Work to complete ▸
Extract the lines from the first line of the records below through the line containing "positive clicks: (431, 1128)", inclusive, and reproduce them exactly as written.

Extracted information ▸
*** Begin section ***

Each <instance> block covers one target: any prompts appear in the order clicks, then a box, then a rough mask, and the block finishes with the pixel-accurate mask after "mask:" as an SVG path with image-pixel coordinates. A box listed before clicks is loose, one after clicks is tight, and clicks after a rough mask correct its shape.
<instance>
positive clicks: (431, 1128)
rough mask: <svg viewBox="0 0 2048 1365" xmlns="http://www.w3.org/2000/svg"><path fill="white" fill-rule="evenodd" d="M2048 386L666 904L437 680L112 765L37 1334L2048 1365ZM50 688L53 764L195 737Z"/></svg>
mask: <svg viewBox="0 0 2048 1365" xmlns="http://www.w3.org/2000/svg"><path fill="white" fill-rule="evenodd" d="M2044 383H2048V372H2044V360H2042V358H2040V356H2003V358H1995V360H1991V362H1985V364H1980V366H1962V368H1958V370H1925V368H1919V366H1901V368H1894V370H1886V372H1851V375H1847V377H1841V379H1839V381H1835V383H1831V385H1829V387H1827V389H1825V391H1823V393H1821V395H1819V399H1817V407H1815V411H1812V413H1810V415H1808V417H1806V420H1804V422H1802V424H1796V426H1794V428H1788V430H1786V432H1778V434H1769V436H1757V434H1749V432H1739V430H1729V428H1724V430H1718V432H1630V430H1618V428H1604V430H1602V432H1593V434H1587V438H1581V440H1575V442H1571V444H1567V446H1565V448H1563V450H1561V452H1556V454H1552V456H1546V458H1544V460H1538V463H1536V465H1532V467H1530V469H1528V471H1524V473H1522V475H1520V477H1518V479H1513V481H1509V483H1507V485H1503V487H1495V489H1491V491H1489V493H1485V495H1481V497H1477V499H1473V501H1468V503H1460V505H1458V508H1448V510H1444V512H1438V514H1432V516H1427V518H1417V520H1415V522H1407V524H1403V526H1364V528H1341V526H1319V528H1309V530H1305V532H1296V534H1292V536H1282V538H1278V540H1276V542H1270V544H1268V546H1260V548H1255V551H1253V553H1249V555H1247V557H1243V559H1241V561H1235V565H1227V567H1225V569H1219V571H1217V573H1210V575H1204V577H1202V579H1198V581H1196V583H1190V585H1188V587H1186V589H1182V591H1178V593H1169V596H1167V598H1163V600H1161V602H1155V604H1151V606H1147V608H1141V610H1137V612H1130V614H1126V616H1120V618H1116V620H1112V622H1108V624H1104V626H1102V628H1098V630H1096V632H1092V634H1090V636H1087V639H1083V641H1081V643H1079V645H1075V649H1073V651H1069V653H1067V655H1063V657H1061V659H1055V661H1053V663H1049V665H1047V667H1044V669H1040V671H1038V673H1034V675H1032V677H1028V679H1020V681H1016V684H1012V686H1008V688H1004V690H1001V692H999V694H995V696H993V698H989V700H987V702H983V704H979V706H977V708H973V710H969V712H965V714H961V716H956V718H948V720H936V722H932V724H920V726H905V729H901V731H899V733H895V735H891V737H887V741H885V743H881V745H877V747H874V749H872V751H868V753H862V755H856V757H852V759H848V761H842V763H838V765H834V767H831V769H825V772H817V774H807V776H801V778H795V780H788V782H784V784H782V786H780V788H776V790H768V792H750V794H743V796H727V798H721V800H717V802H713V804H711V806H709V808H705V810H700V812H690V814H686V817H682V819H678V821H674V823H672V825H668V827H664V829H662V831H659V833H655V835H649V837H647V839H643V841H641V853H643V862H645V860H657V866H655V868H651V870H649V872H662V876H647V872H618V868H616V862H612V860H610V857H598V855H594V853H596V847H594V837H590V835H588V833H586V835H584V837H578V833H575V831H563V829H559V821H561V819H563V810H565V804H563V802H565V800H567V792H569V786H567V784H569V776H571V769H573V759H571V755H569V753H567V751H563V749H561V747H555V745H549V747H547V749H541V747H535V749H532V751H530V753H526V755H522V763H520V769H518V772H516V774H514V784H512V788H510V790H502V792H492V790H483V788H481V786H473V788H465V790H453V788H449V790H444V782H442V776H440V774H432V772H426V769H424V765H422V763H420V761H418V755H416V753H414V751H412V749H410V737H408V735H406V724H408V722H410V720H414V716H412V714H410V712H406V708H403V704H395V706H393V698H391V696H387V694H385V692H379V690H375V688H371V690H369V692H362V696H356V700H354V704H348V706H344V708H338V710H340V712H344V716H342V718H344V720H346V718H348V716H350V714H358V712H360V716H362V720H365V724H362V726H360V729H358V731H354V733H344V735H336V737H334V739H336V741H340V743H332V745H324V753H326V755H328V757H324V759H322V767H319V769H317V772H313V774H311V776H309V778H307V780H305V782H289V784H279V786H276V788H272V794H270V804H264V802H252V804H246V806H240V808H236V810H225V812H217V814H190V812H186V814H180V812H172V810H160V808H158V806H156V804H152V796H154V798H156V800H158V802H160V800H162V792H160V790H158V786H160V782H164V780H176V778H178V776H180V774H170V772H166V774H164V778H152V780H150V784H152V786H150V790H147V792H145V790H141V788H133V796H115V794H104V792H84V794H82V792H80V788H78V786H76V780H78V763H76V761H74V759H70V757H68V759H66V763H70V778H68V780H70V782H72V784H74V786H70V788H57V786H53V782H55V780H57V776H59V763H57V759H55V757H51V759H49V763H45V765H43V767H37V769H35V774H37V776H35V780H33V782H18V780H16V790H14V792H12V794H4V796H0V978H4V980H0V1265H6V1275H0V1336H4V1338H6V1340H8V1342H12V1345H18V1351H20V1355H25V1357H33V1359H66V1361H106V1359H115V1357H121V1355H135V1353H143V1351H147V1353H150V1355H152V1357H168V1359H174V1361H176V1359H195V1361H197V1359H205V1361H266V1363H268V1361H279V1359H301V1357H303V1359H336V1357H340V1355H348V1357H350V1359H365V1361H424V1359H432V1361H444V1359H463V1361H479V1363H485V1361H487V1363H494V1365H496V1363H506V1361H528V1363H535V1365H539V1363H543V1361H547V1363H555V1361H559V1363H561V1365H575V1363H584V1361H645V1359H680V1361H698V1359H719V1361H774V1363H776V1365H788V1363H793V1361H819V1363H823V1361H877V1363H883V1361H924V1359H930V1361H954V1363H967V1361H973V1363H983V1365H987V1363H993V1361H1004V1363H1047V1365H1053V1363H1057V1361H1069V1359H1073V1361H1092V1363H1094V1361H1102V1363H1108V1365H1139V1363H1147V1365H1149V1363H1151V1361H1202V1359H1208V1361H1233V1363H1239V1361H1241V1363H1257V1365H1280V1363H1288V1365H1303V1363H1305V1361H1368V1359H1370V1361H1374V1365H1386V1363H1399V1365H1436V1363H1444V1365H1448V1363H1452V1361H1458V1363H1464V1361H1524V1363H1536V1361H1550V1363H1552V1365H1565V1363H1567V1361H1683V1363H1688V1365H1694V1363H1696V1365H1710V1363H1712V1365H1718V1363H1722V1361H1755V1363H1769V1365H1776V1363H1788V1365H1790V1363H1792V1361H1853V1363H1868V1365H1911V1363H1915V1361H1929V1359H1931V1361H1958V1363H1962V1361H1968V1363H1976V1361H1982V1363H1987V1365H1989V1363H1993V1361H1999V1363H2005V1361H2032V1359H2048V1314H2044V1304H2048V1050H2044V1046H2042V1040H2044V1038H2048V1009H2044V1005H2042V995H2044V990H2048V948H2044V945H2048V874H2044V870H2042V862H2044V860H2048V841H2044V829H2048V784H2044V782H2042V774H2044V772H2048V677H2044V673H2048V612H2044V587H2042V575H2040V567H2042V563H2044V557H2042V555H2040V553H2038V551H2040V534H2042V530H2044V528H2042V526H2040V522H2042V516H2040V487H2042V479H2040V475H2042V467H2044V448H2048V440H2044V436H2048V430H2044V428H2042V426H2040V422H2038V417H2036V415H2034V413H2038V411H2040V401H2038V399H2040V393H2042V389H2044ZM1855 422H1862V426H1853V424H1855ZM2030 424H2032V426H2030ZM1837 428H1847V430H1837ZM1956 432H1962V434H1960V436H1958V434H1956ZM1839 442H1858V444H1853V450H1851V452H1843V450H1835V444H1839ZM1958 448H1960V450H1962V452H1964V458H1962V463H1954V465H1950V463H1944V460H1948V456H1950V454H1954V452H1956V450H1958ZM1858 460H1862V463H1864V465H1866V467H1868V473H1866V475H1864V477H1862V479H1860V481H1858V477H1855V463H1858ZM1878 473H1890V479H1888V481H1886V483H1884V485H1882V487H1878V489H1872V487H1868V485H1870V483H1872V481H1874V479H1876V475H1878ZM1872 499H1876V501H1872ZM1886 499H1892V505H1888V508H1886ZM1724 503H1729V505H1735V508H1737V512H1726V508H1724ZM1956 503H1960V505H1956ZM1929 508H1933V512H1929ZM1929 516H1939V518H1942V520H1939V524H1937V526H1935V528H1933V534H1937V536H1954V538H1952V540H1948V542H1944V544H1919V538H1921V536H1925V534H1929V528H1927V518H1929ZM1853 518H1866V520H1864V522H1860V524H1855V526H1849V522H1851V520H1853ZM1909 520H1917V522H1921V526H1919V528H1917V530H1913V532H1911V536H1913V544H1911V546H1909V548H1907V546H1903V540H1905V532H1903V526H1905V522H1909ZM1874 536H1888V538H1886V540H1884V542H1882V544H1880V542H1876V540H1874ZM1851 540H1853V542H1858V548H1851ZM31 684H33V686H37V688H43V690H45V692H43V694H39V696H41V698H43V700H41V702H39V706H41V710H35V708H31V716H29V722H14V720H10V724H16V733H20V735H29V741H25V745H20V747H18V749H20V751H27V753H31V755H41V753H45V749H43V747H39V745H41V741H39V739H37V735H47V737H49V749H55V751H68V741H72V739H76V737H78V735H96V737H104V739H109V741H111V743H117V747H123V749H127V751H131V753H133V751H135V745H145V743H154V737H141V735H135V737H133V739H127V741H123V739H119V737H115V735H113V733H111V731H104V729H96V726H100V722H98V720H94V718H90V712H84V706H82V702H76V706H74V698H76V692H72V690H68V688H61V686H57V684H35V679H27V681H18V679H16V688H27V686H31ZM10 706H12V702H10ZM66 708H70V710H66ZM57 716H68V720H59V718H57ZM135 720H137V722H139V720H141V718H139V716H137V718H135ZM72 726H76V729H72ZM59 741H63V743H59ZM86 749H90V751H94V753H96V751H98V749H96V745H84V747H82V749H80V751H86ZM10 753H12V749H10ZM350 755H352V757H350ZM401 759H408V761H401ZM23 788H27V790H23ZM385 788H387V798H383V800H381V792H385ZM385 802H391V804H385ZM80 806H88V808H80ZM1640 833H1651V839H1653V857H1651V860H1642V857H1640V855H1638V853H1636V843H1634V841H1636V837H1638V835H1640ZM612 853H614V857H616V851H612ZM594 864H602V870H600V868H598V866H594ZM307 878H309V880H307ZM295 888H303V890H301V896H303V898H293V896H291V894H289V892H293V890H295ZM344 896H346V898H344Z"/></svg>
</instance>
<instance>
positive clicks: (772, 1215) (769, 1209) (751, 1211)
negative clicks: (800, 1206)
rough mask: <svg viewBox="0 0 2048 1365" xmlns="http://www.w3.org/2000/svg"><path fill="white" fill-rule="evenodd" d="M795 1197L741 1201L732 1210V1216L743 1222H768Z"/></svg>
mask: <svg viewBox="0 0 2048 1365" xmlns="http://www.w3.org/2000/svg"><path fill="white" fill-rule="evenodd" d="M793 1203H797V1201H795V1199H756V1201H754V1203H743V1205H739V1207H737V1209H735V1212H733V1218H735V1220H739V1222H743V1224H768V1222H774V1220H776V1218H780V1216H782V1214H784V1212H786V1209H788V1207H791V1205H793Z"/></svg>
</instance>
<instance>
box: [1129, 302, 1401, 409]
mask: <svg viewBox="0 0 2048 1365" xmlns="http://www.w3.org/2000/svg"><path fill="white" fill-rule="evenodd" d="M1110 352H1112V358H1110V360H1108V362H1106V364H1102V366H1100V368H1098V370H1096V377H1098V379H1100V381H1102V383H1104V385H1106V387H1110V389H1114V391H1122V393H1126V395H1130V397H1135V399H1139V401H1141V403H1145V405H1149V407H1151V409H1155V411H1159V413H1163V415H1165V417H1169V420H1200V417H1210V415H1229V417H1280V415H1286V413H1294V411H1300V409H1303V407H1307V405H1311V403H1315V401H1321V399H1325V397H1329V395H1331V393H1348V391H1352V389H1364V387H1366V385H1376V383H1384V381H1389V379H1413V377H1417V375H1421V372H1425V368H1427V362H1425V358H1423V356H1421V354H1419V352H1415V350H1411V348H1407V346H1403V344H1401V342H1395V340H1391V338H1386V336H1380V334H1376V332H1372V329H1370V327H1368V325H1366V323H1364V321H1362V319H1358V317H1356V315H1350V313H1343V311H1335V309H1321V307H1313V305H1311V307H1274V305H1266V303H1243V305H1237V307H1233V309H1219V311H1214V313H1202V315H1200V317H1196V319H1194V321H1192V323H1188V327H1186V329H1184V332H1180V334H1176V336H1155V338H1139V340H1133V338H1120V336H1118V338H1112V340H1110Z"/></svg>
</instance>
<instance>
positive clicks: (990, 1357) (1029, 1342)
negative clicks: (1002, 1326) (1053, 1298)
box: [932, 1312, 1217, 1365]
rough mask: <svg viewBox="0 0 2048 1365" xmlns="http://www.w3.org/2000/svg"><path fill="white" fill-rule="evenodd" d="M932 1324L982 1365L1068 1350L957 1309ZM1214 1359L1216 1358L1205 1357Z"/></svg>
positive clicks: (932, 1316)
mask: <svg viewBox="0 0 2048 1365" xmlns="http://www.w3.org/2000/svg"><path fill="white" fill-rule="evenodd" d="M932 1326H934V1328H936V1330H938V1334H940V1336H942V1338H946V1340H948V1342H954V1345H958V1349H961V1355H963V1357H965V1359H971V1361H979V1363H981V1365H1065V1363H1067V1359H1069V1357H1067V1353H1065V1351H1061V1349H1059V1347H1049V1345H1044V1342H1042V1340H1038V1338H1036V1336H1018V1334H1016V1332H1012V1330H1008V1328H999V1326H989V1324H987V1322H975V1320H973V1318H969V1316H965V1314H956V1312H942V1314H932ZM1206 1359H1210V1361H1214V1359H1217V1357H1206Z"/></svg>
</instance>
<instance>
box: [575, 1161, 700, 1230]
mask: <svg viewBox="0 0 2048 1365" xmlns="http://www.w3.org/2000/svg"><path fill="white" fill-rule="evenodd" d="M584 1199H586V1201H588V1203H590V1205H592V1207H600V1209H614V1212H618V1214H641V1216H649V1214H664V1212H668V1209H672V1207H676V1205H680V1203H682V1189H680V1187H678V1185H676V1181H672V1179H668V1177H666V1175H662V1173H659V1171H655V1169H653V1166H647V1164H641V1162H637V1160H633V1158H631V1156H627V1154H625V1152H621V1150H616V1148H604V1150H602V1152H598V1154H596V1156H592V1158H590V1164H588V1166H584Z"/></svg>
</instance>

*** End section ***

Exercise result ▸
Each <instance> block covers one target: any prompts appear in the order clicks, then a box, then a rough mask, and the block finishes with the pixel-accurate mask after "mask:" as an SVG path with image-pixel coordinates. A box listed before clicks is loose, one after clicks is tight, and clicks after a rough mask correct its shape.
<instance>
positive clicks: (431, 1128)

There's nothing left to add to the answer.